Schriftliche Aufgaben =
1. Zitiere aus dem Text über das BRICS-Abkommen wörtlich die Stelle, die bei „(2) Aber das“ beginnt und bei „unakzeptablen Bedingungen knüpft.“ endet.
2. Entnimm den Einträgen jede Zeile, in der die Zeichenfolge „plate“ vorkommt. Achte dabei auf Groß- und Kleinschreibung.

Ausgewählte Textstelle =
******
Am 15. Juli 2014 schlossen die Staaten der BRICS ein Abkommen, dessen Titel schwer übersetzbar, aber doch kennzeichnend ist: CRA – „Contingent Reserve Agreement“, viel­leicht: Abkommen zur ergänzenden Zahlungsbilanzhilfe. Dieser Vertrag wird erst nach einem Ratifizierungsverfahren der Mitgliedsstaaten in Kraft treten, also seitens Chinas, Indiens, Brasiliens, Russlands und Südafrikas.

Wenn Staaten, die fast die Hälfte der Weltbevölkerung beherbergen, ein „Regionalabkom­men“ – in Anführungszeichen, weil es gewagt ist, die BRICS als Region zu klassifizieren – schließen, das die Ambition hat, den Bretton Woods-Institutionen Konkurrenz zu machen, dann muss man hinsehen. Und dieses CRA ist in mancher Weise höchst interessant und sagt einiges über die Struktur der globalisierten Welt aus. Es ist als nicht ratifizierter Vertrag vorderhand eine Absichts-Erklärung. Man wird sehen müssen, was in der Realität geschieht. Der Ehrgeiz ist jedenfalls gegeben. Der Vertrag ist laut Art. 3.b.ii offen für den Beitritt weiterer interessierter Staaten.

Es sind zwei Aspekte, die besonders hervorstechen:

(1) Der Vertrag will einen neuen Fonds für kurzfristige Zahlungsbilanzhilfen für die Mit­gliedsstaaten ins Leben rufen. Damit tritt er unmittelbar in Wettbewerb mit dem IWF (Internationalen Währungsfonds – IMF).

(2) Aber das geschieht in einer geradezu furchtsamen Art und Weise. Denn prinzipiell bleibt der IWF der Bezugspunkt, vor allem auch als Institution, die ihre Kredite mit harten und, wie wir wissen, meist für die Bevölkerung schwerwiegenden unsozialen Bedingen vergibt. Man fragt sich verwundert, wozu dieser neue Fonds überhaupt gut ist, wenn er (Art. 5.d.ii) seine Hilfe erst recht wieder an das Bestehen oder jedenfalls die Aussicht eines Abkommens mit dem IWF und dessen aus Sicht der Bevölkerung meist unakzeptablen Bedingungen knüpft.

Doch der Reihe nach.
******
Zeilen aus einem Zeige-Datensatz =
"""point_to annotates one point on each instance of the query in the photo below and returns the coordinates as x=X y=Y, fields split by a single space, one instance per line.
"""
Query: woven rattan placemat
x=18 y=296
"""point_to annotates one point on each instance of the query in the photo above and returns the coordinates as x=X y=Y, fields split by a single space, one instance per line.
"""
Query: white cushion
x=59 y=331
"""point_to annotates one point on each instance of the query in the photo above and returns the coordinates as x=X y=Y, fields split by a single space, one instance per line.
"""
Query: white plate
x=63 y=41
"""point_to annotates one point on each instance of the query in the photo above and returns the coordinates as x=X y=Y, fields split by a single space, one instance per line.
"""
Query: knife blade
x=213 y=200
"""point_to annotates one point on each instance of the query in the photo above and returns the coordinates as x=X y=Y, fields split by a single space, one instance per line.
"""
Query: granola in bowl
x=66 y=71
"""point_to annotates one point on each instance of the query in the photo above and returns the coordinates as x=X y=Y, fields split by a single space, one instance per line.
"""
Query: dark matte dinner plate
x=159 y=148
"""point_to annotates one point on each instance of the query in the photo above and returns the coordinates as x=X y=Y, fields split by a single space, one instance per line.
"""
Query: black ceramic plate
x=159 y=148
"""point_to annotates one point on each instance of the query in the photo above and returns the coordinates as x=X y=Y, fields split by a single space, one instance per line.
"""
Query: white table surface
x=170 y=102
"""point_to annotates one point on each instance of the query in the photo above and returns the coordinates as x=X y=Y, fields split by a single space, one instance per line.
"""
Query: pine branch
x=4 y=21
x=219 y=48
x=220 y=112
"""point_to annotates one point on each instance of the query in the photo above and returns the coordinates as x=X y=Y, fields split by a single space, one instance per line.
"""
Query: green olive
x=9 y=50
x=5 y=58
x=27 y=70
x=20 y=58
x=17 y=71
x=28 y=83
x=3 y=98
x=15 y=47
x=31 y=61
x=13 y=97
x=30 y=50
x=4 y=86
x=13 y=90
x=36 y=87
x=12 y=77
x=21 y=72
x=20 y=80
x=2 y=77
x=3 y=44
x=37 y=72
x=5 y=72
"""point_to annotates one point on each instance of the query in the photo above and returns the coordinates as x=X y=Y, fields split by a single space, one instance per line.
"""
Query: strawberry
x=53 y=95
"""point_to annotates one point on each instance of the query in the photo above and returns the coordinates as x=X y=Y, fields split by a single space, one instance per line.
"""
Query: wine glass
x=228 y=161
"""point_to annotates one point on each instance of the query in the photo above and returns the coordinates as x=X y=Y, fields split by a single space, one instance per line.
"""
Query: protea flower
******
Antworten nach Aufgaben =
1.
(2) Aber das geschieht in einer geradezu furchtsamen Art und Weise. Denn prinzipiell bleibt der IWF der Bezugspunkt, vor allem auch als Institution, die ihre Kredite mit harten und, wie wir wissen, meist für die Bevölkerung schwerwiegenden unsozialen Bedingen vergibt. Man fragt sich verwundert, wozu dieser neue Fonds überhaupt gut ist, wenn er (Art. 5.d.ii) seine Hilfe erst recht wieder an das Bestehen oder jedenfalls die Aussicht eines Abkommens mit dem IWF und dessen aus Sicht der Bevölkerung meist unakzeptablen Bedingungen knüpft.

2.
Query: white plate
Query: dark matte dinner plate
Query: black ceramic plate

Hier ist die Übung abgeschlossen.